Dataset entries
★ ★ ★ ★

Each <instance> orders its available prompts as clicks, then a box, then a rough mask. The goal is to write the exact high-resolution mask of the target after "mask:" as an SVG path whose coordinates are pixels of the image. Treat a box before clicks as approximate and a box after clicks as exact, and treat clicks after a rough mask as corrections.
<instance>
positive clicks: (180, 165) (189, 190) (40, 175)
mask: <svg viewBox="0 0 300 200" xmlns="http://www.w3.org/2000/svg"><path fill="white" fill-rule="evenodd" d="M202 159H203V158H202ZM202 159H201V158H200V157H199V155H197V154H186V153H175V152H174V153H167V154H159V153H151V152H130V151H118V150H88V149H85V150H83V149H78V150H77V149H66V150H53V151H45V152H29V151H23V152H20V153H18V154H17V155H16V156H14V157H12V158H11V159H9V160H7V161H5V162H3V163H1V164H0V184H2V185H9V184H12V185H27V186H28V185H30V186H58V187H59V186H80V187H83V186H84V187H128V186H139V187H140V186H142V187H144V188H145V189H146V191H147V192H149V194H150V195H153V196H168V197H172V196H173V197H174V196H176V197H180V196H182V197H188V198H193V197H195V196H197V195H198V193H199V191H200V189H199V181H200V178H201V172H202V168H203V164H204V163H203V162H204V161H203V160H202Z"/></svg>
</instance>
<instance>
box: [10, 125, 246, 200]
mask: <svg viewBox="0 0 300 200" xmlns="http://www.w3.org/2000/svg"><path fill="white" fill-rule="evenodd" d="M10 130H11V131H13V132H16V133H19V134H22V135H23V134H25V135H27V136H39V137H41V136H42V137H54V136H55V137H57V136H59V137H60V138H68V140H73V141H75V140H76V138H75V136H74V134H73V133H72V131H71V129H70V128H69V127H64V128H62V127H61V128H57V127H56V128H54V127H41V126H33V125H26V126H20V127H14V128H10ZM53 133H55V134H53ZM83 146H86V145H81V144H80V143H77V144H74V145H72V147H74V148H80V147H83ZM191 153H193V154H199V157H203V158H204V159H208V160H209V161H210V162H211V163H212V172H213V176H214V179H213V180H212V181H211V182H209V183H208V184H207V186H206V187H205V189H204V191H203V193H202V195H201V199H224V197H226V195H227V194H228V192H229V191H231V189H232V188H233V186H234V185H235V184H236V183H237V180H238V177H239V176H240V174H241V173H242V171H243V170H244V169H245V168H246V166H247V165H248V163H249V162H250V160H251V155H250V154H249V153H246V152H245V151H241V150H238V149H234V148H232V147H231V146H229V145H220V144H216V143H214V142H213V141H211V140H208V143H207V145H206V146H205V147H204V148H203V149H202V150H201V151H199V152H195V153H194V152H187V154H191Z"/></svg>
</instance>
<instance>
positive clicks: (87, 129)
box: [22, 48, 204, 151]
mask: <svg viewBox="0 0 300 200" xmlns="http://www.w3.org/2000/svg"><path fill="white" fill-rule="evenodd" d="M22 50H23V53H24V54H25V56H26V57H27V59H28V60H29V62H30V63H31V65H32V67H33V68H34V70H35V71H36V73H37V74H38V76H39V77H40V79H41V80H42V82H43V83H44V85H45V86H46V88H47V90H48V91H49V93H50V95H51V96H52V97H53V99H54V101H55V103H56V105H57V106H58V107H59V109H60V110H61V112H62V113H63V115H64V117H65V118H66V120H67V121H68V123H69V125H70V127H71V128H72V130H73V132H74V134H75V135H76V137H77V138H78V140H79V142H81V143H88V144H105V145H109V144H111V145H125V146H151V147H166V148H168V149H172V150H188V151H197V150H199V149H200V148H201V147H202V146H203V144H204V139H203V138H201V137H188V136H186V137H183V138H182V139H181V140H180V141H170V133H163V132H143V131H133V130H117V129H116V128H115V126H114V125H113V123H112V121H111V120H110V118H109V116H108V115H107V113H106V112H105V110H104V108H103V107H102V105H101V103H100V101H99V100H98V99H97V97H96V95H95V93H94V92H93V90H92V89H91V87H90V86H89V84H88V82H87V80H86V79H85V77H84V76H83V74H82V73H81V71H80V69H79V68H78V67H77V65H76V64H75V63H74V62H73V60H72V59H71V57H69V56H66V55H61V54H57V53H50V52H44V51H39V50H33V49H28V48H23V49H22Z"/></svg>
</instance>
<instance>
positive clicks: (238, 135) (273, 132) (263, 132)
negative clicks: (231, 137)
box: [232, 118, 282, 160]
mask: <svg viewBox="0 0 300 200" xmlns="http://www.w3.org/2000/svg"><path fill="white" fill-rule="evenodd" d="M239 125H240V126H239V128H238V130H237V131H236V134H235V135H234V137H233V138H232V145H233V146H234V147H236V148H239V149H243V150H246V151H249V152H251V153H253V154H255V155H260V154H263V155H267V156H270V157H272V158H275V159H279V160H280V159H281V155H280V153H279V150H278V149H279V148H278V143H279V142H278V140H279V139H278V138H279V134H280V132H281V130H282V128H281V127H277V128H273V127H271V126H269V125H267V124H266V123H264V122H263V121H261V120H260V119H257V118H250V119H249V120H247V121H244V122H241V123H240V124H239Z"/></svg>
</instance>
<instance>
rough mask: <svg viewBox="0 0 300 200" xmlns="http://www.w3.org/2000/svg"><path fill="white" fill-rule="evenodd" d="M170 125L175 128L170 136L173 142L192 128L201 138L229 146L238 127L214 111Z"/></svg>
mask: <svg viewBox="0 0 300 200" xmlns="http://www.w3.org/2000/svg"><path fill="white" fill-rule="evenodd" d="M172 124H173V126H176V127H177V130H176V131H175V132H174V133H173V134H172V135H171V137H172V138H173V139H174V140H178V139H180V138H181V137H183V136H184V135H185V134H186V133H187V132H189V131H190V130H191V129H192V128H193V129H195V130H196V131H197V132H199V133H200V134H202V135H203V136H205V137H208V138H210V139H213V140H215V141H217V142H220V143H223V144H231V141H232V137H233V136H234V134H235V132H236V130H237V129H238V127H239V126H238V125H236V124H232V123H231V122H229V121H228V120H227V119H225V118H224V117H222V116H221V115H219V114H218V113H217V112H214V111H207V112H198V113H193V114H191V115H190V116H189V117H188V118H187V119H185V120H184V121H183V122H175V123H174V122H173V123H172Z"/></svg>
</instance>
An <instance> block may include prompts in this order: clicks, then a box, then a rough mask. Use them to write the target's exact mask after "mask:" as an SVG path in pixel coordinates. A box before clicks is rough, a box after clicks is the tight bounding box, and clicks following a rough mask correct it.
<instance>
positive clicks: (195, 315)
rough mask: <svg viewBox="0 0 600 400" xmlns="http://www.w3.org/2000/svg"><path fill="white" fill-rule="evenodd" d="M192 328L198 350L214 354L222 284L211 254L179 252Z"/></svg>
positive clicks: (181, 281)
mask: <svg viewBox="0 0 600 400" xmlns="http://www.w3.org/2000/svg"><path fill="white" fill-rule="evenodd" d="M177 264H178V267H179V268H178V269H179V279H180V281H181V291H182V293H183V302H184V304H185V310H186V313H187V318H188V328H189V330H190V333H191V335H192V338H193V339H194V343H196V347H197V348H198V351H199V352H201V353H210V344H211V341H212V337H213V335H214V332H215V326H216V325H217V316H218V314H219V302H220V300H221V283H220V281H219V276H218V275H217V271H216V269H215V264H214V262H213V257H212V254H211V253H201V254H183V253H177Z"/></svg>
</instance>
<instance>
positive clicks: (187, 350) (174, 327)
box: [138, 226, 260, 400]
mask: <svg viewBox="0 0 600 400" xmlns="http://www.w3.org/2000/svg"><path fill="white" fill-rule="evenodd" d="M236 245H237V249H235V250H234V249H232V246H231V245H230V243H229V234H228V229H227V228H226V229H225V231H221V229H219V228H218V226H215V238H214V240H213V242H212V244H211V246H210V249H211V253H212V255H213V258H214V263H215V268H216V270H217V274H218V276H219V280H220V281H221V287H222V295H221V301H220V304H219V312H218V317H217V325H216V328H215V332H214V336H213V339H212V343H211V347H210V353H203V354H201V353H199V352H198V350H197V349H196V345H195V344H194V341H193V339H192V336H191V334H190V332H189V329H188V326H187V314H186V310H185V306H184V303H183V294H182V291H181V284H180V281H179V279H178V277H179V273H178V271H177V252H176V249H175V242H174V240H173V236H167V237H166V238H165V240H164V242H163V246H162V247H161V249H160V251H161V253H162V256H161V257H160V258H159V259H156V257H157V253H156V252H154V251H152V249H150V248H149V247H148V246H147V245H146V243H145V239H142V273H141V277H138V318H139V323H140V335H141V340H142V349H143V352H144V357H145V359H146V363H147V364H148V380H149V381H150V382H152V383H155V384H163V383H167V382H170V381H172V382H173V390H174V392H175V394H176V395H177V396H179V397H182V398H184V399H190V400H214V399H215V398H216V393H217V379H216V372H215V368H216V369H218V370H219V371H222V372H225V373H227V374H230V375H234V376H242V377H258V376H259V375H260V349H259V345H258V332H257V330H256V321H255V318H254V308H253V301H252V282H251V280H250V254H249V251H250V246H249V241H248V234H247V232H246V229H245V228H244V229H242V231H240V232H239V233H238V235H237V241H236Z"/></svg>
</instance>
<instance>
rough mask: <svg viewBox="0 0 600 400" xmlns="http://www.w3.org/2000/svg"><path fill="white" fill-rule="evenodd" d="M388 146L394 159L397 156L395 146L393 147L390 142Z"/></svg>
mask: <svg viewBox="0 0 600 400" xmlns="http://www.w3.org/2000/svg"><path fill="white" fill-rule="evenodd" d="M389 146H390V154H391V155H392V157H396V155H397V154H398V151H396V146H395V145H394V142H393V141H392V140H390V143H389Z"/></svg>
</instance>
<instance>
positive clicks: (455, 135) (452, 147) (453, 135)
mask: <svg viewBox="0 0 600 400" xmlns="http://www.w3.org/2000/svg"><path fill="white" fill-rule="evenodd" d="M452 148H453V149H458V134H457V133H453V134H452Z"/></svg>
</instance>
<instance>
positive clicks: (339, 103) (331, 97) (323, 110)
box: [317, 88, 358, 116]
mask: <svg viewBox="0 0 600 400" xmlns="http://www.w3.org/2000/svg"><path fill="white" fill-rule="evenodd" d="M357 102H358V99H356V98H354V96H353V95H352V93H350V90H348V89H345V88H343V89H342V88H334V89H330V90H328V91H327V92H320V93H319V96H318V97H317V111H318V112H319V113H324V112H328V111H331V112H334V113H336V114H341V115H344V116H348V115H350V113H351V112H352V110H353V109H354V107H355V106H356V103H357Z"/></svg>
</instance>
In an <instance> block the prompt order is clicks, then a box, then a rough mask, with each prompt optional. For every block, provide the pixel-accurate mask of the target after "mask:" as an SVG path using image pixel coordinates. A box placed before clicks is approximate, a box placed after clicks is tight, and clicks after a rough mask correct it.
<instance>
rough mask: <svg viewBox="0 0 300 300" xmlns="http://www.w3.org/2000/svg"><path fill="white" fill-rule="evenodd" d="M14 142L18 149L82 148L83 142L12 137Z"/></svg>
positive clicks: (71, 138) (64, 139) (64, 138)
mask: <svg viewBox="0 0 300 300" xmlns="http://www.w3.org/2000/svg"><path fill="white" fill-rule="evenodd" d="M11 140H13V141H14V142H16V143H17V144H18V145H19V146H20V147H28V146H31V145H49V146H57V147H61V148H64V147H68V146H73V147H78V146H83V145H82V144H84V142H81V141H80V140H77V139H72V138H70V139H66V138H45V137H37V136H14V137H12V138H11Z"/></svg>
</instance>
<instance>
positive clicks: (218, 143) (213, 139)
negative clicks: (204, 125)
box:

★ ★ ★ ★

DIRECTIONS FOR THIS TASK
Only lines with the word "negative" are wanted; pull each of them from the records.

TASK RESPONSE
negative clicks: (231, 137)
negative clicks: (204, 125)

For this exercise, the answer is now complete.